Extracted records

↓

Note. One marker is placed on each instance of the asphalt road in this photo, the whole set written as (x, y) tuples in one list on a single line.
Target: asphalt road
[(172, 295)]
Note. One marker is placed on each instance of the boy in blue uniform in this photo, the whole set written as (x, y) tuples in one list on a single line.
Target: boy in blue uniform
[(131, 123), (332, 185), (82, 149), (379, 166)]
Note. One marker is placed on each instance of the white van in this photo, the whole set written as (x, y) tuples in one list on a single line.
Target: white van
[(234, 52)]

↑
↓

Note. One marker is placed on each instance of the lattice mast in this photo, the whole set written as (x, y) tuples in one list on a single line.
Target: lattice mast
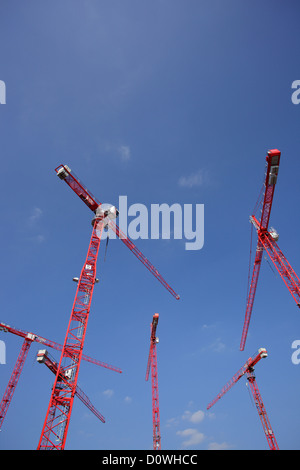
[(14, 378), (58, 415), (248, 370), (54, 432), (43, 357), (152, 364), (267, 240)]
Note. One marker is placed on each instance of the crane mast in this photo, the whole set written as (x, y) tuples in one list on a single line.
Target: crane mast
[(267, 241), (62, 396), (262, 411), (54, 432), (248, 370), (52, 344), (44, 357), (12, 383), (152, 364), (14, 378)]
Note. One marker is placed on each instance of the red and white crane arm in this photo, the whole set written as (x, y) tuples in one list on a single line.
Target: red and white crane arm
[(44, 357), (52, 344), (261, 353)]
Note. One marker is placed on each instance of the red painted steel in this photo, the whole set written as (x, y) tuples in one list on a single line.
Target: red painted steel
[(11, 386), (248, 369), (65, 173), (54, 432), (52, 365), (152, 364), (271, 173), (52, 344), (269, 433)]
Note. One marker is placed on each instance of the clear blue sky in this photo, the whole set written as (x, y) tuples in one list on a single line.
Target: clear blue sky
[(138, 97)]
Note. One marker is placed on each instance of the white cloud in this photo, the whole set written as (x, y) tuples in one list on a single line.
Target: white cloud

↑
↓

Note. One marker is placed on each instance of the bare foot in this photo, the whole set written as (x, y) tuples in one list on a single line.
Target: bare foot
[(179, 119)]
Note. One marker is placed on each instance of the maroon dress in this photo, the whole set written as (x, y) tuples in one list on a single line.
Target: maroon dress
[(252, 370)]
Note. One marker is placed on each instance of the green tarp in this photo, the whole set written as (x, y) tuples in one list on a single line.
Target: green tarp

↑

Description of the task: All lines above between those holding "Note. One marker is placed on each instance of the crane" and "Target: white cloud", inclusive, must be set down unchanged, and no other line may be included.

Solved exercise:
Note. One marker is placed on each instance of the crane mast in this photo, the whole set written as (x, y) tuples in one list on a single line.
Target: crane mast
[(267, 241), (62, 396), (262, 411), (54, 432), (248, 370), (52, 344), (44, 357), (12, 383), (152, 364), (14, 378)]
Note. One marker is placed on each instance of the red and white crane arm in this photo, the whole set written as (x, y) tuples in one list on a single line.
Target: red and white crane arm
[(44, 357), (52, 344), (261, 353)]
Note. One marker is placed on each instance of the red painted steel in this photo, the whole set written as (x, y) tuples in one list on a single line.
Target: red painted steel
[(11, 386), (248, 369), (65, 173), (54, 432), (52, 365), (152, 364), (271, 173), (52, 344), (269, 433)]
Note. One marker is placed on each instance of the clear blue sky in this photo, the whole set written as (x, y) tuples in one list on a single line.
Target: clear blue sky
[(138, 97)]
Note. One marker is placed on each instance of the white cloud in this photo, the whole set written as (x, y) tuples in one list on a single line.
Target: white cloud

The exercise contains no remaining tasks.